◆ RECORDS SUPPLIED ◆
◇ ◇ ◇ ◇

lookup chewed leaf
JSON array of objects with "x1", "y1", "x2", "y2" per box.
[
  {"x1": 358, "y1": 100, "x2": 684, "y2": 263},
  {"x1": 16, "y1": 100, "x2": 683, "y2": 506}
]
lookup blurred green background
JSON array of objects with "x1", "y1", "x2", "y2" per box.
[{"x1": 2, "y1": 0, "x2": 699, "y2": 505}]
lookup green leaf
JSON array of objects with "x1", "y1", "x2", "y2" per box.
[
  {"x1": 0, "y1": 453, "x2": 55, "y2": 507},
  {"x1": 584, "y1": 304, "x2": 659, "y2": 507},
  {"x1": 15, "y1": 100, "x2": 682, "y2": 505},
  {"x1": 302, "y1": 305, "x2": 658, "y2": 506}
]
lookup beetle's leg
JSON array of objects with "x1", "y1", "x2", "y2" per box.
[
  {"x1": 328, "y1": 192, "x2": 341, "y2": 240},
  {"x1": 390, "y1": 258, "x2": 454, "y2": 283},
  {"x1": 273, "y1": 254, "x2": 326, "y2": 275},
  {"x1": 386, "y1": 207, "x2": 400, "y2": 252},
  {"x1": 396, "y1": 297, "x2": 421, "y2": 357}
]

◇ ◇ ◇ ◇

What is needed is every line from the beginning of the data up to and including the line with "lookup beetle's leg", given again word for word.

◆ ANSWER TO THE PROBLEM ◆
lookup chewed leaf
JSON array of objects with "x1", "y1", "x2", "y2" per box.
[
  {"x1": 358, "y1": 100, "x2": 684, "y2": 263},
  {"x1": 16, "y1": 100, "x2": 683, "y2": 506}
]
lookup blurred green background
JSON array of objects with "x1", "y1", "x2", "y2" per box.
[{"x1": 2, "y1": 0, "x2": 699, "y2": 505}]
lookup green leaf
JSON array of objects with "x1", "y1", "x2", "y2" per box.
[
  {"x1": 0, "y1": 453, "x2": 55, "y2": 507},
  {"x1": 584, "y1": 304, "x2": 659, "y2": 507},
  {"x1": 15, "y1": 100, "x2": 682, "y2": 505},
  {"x1": 302, "y1": 305, "x2": 658, "y2": 506}
]
lookup beetle's leg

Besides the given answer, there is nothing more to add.